* Gestellte Aufgabe
Gib das Material von der Zeile mit „the air vent“ bis einschließlich der Zeile mit „[(434, 32), (480, 11), (477, 12)]“ vollständig und Zeile für Zeile wieder. Multipliziere dabei nur die Koordinaten in den Antworten mit 1,05 und runde sie auf ganze Zahlen, wobei halbe Werte aufgerundet werden.

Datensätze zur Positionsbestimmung

>>>

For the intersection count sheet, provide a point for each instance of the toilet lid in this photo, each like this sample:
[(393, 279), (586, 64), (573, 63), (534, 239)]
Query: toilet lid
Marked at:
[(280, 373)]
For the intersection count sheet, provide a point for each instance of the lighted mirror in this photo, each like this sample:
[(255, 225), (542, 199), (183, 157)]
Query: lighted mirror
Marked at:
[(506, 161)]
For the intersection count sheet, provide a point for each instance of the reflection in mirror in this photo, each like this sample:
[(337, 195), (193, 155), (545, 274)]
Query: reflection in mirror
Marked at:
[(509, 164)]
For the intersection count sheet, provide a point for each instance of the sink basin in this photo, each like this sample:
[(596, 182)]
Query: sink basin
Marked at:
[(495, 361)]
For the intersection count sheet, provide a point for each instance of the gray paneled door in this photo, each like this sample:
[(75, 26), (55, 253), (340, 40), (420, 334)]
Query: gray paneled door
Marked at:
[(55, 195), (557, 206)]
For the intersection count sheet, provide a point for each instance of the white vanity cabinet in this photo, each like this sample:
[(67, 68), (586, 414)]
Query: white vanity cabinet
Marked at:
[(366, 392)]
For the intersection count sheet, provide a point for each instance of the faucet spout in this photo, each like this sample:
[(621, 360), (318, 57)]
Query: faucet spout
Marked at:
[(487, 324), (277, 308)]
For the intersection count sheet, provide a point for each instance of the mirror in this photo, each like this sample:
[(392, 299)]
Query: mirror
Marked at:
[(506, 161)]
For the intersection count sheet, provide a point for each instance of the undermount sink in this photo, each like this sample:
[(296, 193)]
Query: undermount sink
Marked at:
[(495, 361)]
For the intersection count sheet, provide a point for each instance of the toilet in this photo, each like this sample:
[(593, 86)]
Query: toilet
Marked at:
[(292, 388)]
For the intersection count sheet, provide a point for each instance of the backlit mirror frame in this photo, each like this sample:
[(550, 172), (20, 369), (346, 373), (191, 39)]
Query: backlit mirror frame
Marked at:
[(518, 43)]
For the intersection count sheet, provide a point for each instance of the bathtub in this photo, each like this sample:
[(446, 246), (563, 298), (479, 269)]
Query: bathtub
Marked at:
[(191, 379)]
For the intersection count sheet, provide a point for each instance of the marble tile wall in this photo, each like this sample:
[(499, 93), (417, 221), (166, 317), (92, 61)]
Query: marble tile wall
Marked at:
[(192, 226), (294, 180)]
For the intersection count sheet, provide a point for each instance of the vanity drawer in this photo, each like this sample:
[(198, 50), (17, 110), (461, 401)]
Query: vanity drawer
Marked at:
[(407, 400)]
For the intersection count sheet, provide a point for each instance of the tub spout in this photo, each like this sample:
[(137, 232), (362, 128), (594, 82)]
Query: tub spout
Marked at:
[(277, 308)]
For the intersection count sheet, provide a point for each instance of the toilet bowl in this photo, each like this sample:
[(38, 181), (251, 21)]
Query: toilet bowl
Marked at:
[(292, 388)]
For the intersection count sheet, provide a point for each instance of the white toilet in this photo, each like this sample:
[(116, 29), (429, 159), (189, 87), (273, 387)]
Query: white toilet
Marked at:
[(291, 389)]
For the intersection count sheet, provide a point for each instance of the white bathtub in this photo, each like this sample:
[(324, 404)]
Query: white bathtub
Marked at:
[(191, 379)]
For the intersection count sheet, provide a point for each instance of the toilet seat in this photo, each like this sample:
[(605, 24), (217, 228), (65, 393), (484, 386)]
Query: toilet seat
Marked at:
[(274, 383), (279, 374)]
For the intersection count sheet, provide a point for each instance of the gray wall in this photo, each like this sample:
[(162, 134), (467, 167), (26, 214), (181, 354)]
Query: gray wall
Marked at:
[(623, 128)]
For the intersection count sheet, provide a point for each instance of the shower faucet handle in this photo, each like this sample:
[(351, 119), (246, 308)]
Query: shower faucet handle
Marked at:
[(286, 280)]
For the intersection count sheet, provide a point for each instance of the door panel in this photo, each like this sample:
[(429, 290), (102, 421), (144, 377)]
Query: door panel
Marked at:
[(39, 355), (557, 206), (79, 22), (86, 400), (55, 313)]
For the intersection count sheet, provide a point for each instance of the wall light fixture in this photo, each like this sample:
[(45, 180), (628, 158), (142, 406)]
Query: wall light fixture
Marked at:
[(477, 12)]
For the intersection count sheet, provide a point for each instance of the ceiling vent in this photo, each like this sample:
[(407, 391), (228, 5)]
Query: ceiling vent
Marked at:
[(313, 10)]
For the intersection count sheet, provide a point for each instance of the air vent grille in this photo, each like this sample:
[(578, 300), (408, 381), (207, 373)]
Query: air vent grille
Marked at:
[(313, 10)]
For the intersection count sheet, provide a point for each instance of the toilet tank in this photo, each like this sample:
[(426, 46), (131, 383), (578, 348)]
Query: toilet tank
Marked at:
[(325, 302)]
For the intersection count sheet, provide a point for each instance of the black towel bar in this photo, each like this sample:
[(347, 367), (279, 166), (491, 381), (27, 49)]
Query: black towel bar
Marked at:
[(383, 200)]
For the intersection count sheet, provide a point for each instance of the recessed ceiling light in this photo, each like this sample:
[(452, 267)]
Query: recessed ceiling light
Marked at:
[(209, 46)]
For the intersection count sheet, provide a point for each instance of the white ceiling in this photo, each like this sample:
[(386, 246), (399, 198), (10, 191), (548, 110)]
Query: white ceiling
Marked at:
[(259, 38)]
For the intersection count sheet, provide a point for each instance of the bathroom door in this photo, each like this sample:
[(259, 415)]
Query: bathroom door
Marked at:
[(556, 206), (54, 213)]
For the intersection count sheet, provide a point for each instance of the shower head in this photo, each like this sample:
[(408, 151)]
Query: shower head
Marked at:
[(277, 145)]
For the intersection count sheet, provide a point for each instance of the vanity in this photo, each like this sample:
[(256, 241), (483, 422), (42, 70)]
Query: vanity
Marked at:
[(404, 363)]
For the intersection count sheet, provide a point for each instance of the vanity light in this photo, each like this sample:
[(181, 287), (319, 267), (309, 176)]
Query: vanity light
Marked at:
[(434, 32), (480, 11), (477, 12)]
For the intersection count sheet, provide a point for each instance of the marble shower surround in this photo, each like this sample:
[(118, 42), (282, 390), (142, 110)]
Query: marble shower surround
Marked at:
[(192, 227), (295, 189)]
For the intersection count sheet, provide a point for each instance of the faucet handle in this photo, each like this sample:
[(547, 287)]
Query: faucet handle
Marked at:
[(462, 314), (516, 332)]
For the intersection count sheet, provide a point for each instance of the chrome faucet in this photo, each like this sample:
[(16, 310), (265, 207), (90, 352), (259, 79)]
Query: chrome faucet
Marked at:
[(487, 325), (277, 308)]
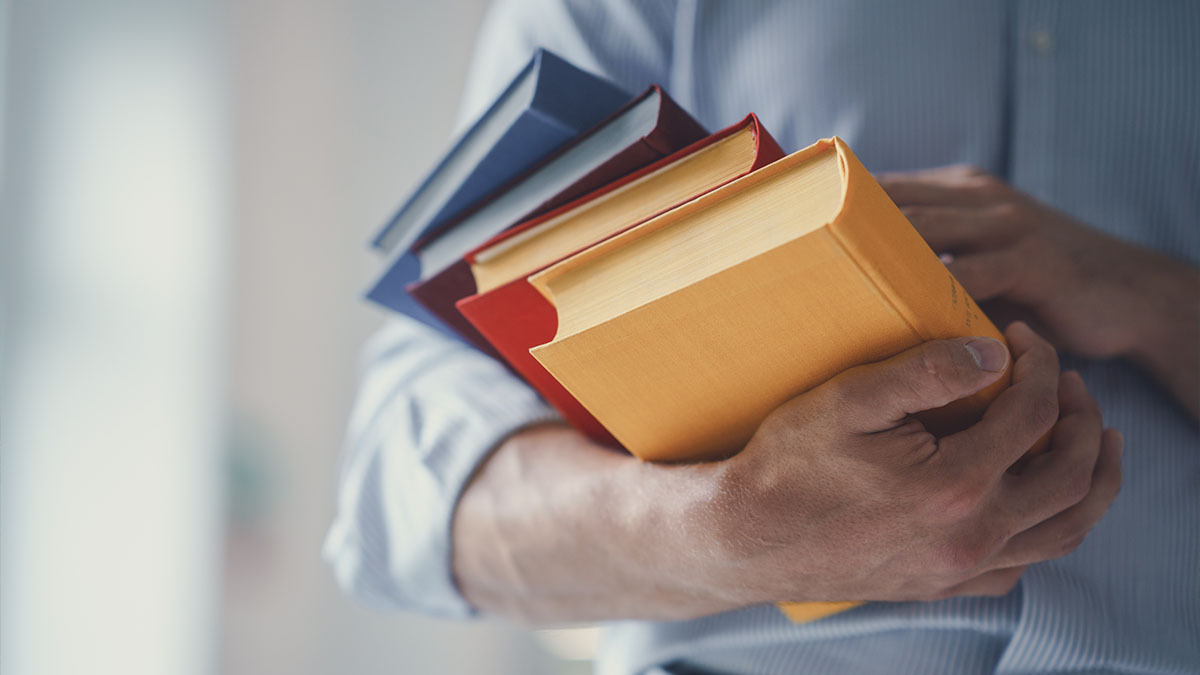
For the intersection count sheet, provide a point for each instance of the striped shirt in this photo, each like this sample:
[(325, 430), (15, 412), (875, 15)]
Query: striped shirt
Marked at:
[(1092, 107)]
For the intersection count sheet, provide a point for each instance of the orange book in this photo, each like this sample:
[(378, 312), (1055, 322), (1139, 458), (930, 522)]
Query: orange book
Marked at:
[(683, 333), (514, 317)]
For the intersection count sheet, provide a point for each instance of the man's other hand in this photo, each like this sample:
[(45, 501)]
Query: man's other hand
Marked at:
[(840, 495), (1095, 296)]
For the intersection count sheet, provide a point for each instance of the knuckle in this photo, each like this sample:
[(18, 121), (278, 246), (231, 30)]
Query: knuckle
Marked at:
[(1044, 411), (985, 184), (1008, 211), (1068, 544), (960, 556), (1077, 485), (958, 502)]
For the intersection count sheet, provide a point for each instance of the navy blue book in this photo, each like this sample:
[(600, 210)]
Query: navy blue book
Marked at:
[(547, 103), (433, 272)]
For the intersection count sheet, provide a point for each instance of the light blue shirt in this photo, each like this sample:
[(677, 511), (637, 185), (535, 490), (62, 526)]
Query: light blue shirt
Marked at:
[(1092, 107)]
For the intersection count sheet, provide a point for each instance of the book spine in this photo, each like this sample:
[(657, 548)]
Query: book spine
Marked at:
[(438, 296), (675, 129), (514, 318), (898, 262)]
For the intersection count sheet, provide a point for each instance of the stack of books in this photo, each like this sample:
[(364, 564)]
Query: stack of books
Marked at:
[(663, 287)]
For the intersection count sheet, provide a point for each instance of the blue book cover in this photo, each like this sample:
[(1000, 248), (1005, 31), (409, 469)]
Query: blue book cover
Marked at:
[(547, 103)]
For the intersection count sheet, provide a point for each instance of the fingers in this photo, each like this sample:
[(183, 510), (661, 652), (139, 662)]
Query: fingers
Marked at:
[(1066, 531), (1019, 416), (954, 228), (879, 395), (995, 583), (990, 274), (1061, 477), (952, 186)]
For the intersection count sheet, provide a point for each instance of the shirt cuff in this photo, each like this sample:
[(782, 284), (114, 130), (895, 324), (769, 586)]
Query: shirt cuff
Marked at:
[(408, 460)]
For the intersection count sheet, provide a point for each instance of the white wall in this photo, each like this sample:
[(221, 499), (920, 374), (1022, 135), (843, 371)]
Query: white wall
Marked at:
[(115, 208), (187, 190), (340, 109)]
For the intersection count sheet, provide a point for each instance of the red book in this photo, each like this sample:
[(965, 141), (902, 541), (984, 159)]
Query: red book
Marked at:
[(660, 127), (515, 317)]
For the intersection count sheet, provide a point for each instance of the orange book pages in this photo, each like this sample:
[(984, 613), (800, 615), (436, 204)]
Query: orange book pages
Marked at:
[(682, 334), (593, 220), (915, 282)]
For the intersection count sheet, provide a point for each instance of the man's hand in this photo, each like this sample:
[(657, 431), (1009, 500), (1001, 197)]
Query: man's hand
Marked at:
[(1096, 296), (839, 496)]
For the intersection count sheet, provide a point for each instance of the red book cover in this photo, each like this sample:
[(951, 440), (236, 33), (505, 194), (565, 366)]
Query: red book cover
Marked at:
[(673, 130), (515, 317)]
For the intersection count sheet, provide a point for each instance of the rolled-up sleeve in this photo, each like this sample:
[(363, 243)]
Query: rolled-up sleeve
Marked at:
[(429, 412), (430, 408)]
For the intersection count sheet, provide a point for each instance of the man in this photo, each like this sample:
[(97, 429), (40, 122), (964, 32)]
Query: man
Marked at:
[(1075, 113)]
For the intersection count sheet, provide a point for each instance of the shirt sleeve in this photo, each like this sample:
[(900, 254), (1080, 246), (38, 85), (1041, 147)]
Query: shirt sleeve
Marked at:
[(429, 411), (429, 408)]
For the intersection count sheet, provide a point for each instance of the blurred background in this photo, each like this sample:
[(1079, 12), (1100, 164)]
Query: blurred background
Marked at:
[(186, 190)]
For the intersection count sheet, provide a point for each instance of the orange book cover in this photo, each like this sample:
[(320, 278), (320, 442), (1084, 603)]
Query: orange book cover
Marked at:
[(514, 317), (682, 334)]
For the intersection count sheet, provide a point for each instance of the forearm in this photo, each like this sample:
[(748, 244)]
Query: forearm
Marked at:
[(1169, 345), (555, 529)]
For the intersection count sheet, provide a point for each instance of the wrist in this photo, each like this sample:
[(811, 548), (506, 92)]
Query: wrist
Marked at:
[(699, 529)]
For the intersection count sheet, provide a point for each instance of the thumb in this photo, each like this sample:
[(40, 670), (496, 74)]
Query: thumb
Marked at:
[(928, 376)]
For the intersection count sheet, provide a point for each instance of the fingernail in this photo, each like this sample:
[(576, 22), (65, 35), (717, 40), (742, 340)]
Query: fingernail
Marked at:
[(989, 354)]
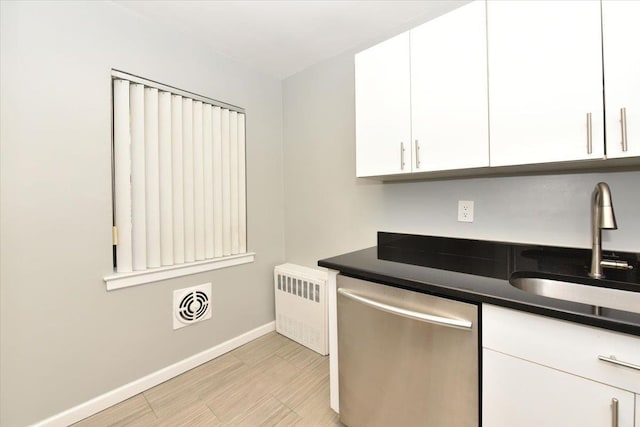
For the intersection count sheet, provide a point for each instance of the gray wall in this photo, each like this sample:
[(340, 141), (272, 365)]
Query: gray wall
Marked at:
[(64, 338), (329, 211)]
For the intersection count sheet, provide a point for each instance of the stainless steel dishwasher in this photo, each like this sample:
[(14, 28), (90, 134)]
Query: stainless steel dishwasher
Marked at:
[(405, 358)]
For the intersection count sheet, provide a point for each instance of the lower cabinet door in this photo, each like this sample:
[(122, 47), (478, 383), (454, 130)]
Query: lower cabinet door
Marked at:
[(524, 394)]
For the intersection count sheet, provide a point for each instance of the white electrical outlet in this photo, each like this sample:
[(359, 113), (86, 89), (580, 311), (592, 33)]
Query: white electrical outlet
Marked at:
[(465, 210)]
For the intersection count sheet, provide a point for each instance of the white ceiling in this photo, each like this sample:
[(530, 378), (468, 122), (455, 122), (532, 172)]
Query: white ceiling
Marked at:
[(281, 38)]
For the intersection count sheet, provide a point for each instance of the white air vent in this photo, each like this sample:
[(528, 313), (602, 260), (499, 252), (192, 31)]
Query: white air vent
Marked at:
[(301, 305), (191, 305)]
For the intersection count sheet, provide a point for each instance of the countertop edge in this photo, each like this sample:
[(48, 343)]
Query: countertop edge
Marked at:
[(478, 298)]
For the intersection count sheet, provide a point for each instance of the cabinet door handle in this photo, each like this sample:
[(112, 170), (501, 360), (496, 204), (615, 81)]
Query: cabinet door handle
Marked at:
[(409, 314), (589, 135), (623, 125), (612, 359)]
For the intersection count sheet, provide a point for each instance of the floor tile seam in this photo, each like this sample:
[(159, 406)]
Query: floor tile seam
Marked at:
[(285, 405)]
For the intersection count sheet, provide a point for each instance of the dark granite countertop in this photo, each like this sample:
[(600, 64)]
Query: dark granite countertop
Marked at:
[(478, 271)]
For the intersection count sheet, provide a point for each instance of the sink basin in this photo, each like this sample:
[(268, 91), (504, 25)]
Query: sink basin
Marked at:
[(599, 293)]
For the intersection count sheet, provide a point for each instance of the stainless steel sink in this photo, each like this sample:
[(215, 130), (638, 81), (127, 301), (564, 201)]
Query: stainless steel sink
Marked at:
[(598, 296)]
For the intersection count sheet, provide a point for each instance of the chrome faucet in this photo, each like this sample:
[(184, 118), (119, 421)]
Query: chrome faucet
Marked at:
[(602, 216)]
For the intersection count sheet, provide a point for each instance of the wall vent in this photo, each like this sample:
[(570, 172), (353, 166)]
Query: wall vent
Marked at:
[(191, 305), (301, 305)]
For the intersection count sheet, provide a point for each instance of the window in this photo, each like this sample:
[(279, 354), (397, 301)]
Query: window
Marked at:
[(179, 198)]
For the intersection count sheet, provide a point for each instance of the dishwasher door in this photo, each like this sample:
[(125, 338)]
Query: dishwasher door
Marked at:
[(406, 358)]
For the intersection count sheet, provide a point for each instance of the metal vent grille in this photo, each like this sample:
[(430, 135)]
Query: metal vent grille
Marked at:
[(301, 306), (191, 305)]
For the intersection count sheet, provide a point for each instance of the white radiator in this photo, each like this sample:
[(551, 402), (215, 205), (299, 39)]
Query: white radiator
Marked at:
[(301, 305)]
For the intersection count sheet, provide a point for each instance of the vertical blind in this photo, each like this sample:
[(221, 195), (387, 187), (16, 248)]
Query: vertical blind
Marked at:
[(179, 178)]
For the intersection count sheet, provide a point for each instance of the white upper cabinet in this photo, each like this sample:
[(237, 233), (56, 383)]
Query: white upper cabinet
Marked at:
[(621, 38), (545, 81), (383, 118), (449, 107)]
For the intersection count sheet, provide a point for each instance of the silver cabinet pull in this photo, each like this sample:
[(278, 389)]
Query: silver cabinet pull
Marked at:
[(612, 359), (589, 135), (414, 315), (623, 125)]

<<<

* Schriftliche Lösung
For the intersection count sheet, provide a point for each instance of the air vent grille in this photo, each like this sample:
[(578, 300), (408, 381), (207, 373)]
Query: air vent grille
Marked at:
[(329, 11)]
For the intersection count sheet, provide a point for each instance of the toilet tank in this photo, each like this sample:
[(426, 46), (131, 383), (578, 348)]
Query: toilet tank
Marked at:
[(341, 317)]
For the intersection count sheet, provide a point for each instance of the black towel bar in this photo, each like this sample:
[(347, 367), (279, 166), (491, 381), (27, 49)]
Query: black towel bar
Marked at:
[(402, 210)]
For the intersection count sheet, provide a point for each instance of the recessed ceiling light in this photo, each like this sample:
[(452, 267)]
Query: recessed ceiling light
Marked at:
[(219, 48)]
For the intersection count sheet, provide a point for each instance of the white ceiling in this photo, each like this sample:
[(386, 246), (399, 198), (10, 191), (548, 110)]
Query: white ceiling
Marked at:
[(272, 40)]
For the intersection count sheet, provide a point for each instance of the bathroom door in this photo, each like this sample:
[(259, 415)]
Query: bathroom door
Marked at:
[(584, 216), (57, 224)]
For the intersection count sheet, provide a point for each instance of the shower head in this photo, each like this sample:
[(408, 151)]
Query: shower head
Marked at:
[(291, 152)]
For the intersection count sheet, provide a point for each instance of the vanity in this photo, each like this sample:
[(256, 241), (483, 422), (42, 70)]
Query: vanity
Marked at:
[(424, 381)]
For the intersection count sheet, provide a point for each instance of the vanity light in this photo, each like this sample:
[(181, 287), (319, 267), (309, 176)]
Query: vanity light
Marked at:
[(456, 34), (504, 12), (501, 13)]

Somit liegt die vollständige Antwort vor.